▸ Requirement
Please show every line in the items below that contains the word "floor", copying each one in full.

▸ Entries shown
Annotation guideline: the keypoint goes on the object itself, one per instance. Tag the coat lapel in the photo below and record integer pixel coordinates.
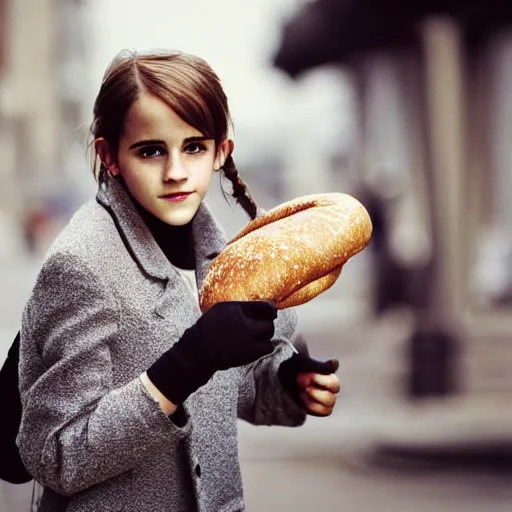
(209, 241)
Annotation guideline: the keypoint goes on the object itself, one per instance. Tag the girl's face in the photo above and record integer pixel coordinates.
(166, 164)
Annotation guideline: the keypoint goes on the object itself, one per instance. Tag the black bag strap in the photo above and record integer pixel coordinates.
(12, 469)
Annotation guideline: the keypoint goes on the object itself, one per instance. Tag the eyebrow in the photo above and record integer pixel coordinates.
(156, 142)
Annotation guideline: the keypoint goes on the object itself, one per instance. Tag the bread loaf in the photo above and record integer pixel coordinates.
(291, 254)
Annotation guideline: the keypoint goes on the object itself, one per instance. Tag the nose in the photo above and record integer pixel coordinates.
(175, 170)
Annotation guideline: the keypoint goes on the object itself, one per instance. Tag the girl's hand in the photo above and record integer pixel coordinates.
(318, 392)
(311, 383)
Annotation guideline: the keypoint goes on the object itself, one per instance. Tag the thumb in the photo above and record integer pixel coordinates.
(309, 365)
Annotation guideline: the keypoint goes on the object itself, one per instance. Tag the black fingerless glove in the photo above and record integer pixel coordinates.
(229, 334)
(302, 363)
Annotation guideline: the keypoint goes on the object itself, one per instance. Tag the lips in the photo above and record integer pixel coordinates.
(176, 196)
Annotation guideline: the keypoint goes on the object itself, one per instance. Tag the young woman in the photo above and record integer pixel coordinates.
(130, 396)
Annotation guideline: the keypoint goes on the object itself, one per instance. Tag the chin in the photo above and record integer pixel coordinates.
(178, 218)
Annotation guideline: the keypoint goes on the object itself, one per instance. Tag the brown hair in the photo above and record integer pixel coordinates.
(186, 83)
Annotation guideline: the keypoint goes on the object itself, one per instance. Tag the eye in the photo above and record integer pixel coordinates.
(195, 147)
(151, 152)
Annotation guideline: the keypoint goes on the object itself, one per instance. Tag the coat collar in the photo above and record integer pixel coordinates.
(209, 237)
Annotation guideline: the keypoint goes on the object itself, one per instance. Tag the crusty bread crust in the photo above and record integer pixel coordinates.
(291, 254)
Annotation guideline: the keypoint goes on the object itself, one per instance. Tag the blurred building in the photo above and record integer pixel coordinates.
(44, 62)
(432, 81)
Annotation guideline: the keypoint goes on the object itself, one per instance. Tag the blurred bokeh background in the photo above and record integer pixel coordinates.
(407, 107)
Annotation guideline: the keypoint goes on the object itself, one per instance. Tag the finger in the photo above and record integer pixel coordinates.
(259, 309)
(313, 407)
(309, 365)
(328, 382)
(322, 396)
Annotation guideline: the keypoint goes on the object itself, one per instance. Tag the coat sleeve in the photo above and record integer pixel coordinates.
(77, 430)
(261, 398)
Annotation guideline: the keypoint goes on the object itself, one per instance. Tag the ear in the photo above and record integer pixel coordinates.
(224, 150)
(107, 155)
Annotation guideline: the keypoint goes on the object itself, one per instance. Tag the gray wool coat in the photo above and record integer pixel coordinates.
(105, 306)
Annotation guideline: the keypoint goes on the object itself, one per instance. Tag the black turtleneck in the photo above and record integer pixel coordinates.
(176, 242)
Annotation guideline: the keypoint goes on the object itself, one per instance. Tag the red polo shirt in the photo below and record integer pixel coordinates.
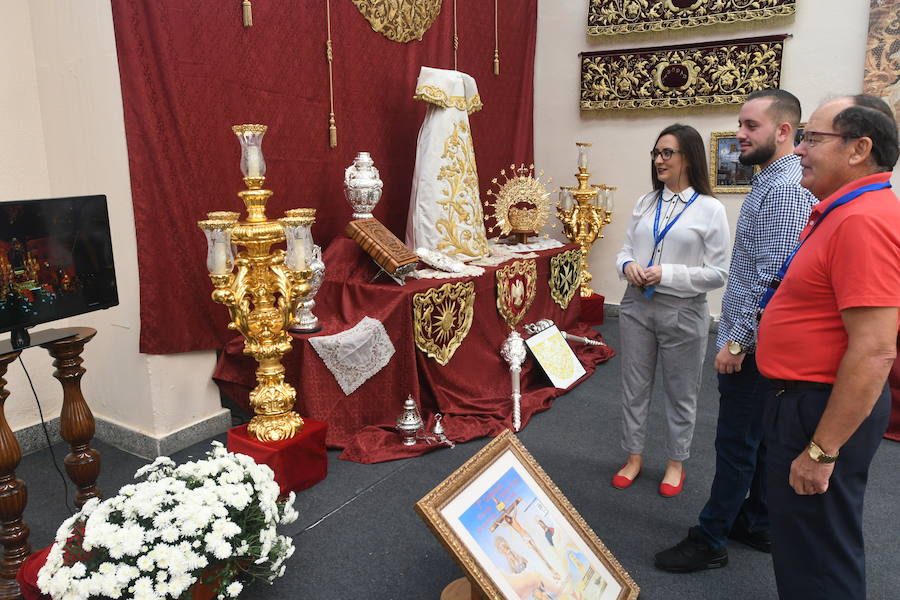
(851, 260)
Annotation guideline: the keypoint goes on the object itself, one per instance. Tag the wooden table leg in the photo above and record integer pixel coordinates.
(76, 422)
(13, 497)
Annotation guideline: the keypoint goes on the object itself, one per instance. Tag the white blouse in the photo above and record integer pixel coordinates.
(694, 253)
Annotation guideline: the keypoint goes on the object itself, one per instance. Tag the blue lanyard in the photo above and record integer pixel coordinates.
(845, 199)
(658, 235)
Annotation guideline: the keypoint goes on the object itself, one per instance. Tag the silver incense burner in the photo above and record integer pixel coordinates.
(362, 186)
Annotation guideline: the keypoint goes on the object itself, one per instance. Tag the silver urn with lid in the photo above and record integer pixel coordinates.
(362, 186)
(409, 422)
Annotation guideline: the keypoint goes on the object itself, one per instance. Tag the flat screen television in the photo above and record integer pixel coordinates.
(56, 261)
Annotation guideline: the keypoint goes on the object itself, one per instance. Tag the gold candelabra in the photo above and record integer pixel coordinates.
(584, 211)
(261, 287)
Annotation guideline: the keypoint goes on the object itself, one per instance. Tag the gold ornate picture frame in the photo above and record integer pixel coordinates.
(497, 516)
(726, 174)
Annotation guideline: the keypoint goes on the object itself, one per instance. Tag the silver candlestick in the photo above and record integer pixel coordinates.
(307, 322)
(539, 326)
(514, 352)
(362, 186)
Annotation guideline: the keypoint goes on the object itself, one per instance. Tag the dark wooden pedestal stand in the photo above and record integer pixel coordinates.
(82, 462)
(461, 589)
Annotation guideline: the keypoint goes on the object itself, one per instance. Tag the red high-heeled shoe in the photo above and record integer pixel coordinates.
(667, 491)
(621, 482)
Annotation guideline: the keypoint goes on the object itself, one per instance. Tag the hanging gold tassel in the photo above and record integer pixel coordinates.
(247, 11)
(496, 42)
(329, 55)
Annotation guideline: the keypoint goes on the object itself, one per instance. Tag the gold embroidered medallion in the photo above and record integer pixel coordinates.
(516, 288)
(442, 318)
(462, 226)
(555, 357)
(565, 277)
(400, 20)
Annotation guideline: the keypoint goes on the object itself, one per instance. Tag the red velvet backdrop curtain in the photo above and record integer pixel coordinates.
(190, 70)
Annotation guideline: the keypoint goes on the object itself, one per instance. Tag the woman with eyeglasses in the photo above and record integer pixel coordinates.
(676, 249)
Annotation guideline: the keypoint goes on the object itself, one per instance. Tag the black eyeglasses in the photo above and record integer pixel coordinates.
(814, 138)
(666, 153)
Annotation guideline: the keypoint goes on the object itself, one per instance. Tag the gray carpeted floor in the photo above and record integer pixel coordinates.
(359, 537)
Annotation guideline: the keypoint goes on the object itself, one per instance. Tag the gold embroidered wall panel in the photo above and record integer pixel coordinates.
(721, 72)
(400, 20)
(629, 16)
(882, 73)
(516, 288)
(442, 317)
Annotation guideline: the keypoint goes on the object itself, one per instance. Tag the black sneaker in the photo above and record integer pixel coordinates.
(691, 554)
(758, 540)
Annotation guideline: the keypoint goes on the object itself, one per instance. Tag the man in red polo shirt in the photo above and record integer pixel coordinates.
(827, 341)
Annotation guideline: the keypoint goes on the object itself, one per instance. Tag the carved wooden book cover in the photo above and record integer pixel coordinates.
(382, 245)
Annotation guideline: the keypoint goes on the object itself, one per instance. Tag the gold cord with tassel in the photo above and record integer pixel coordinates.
(329, 54)
(247, 11)
(496, 42)
(455, 37)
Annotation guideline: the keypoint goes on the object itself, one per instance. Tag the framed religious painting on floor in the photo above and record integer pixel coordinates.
(516, 535)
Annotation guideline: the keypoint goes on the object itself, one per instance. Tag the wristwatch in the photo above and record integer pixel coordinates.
(734, 348)
(817, 454)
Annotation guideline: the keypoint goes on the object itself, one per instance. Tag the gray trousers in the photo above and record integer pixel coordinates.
(675, 330)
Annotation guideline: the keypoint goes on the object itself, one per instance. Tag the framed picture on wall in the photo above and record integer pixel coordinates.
(514, 533)
(726, 174)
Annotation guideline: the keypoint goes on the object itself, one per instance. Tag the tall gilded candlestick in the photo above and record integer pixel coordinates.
(261, 288)
(584, 211)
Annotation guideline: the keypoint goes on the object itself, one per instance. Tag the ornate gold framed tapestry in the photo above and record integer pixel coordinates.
(721, 72)
(516, 288)
(442, 317)
(629, 16)
(565, 277)
(882, 70)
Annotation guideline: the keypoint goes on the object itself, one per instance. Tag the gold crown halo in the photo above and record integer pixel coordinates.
(521, 203)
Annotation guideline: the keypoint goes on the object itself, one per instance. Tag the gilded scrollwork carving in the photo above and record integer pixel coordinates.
(400, 20)
(677, 76)
(631, 16)
(462, 215)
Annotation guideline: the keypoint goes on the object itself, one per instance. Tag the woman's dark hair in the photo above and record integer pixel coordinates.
(693, 149)
(862, 121)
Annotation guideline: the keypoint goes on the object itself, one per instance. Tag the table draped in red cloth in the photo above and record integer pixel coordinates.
(472, 391)
(893, 432)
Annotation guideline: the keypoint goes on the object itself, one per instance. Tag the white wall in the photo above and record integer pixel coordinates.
(62, 122)
(824, 58)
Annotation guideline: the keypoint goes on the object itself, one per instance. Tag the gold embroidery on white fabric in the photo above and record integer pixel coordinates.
(462, 227)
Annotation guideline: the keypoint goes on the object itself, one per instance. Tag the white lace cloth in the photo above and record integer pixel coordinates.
(355, 355)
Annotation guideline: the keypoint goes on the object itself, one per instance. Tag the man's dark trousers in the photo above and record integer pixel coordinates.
(740, 457)
(817, 541)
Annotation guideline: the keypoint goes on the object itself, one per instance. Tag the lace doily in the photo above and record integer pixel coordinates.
(355, 355)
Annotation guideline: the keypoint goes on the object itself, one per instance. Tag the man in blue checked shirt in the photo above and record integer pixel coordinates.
(770, 221)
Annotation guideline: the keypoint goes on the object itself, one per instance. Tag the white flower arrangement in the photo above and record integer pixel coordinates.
(210, 521)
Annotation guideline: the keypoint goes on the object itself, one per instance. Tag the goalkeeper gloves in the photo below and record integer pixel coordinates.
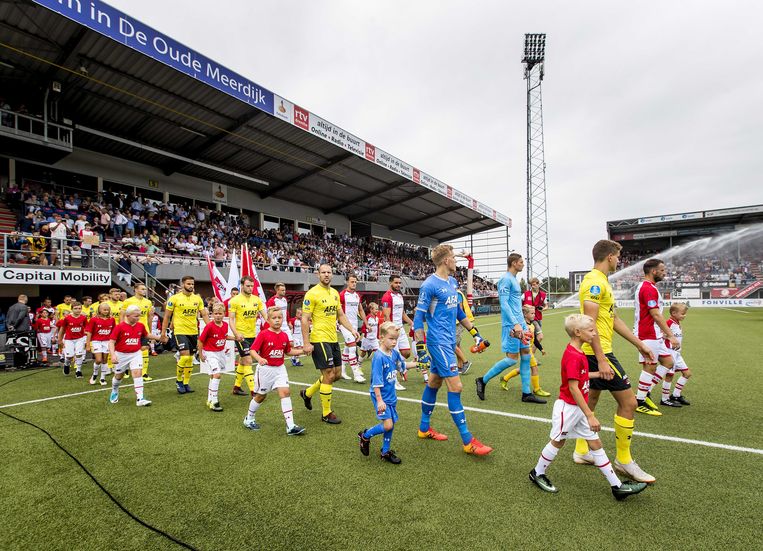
(479, 343)
(422, 354)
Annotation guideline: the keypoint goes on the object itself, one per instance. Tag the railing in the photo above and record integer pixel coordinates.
(28, 249)
(23, 125)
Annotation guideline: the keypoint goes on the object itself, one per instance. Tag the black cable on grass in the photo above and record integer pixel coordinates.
(89, 474)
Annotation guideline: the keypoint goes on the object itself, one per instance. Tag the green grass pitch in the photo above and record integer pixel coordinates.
(205, 479)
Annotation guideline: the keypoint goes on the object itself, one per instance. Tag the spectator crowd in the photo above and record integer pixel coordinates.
(154, 232)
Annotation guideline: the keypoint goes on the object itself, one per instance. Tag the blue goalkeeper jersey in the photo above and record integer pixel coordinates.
(510, 297)
(438, 306)
(384, 368)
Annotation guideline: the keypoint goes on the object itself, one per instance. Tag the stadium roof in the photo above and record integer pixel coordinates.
(686, 223)
(129, 98)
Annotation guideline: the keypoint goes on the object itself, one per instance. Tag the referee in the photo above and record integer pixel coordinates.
(321, 308)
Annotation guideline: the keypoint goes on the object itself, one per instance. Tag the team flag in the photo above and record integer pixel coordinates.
(247, 268)
(219, 284)
(233, 278)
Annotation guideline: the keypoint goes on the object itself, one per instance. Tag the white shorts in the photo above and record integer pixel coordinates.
(44, 340)
(74, 347)
(369, 345)
(678, 362)
(402, 341)
(99, 347)
(129, 360)
(568, 421)
(346, 335)
(658, 348)
(268, 377)
(216, 361)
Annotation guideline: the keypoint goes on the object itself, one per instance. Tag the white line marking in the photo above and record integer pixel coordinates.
(544, 315)
(441, 404)
(548, 421)
(84, 392)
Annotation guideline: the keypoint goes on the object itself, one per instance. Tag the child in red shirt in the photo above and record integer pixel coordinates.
(42, 325)
(212, 351)
(71, 331)
(269, 350)
(125, 346)
(98, 332)
(572, 418)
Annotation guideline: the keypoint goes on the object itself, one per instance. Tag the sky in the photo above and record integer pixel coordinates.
(649, 108)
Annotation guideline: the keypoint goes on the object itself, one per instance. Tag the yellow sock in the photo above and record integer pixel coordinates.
(511, 374)
(623, 435)
(313, 388)
(249, 377)
(326, 398)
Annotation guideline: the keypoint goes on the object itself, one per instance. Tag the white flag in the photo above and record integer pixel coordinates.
(233, 278)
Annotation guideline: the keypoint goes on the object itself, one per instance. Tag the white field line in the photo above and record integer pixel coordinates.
(544, 316)
(441, 404)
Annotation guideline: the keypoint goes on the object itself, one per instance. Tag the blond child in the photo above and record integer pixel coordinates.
(269, 350)
(678, 311)
(572, 418)
(529, 313)
(387, 361)
(211, 348)
(98, 333)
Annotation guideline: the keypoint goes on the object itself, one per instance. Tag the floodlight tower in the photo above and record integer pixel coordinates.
(537, 215)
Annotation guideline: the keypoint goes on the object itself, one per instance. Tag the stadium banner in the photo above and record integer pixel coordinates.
(219, 194)
(126, 30)
(53, 276)
(733, 211)
(705, 303)
(750, 289)
(671, 218)
(722, 293)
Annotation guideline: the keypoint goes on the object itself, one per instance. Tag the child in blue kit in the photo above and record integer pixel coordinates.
(384, 367)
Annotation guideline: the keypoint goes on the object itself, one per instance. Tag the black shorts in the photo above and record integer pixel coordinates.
(244, 346)
(619, 382)
(326, 355)
(186, 342)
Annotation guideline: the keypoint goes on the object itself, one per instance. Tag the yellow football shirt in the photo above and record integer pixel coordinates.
(63, 310)
(116, 307)
(185, 312)
(595, 287)
(146, 307)
(322, 304)
(465, 307)
(245, 311)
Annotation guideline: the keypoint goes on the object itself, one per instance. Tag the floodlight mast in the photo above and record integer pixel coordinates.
(537, 214)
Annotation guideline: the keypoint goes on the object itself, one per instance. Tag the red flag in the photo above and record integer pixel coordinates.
(247, 268)
(217, 279)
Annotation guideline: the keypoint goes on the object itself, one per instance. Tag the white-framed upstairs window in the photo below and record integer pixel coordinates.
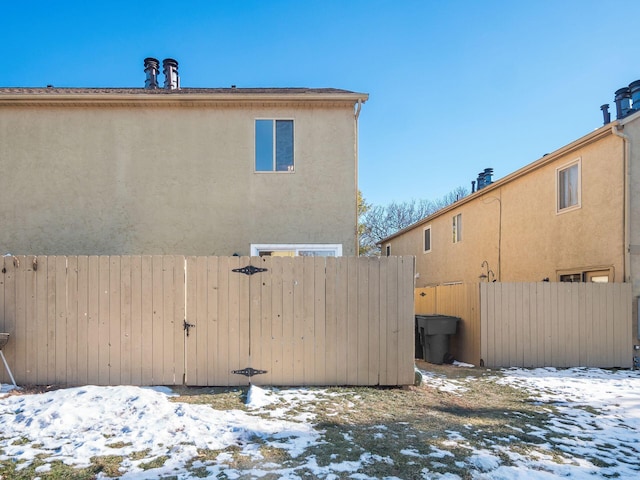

▸ Response for this exercise
Annotation guideline: the keypoint goes on the object itself, one per instance. Tag the gray carpeted floor in the photo above and record integer pixel coordinates.
Annotation guideline: the keypoint goes on the object itself, one per instance. Tag the framed religious painting on floor in the photo above and record integer pixel coordinates.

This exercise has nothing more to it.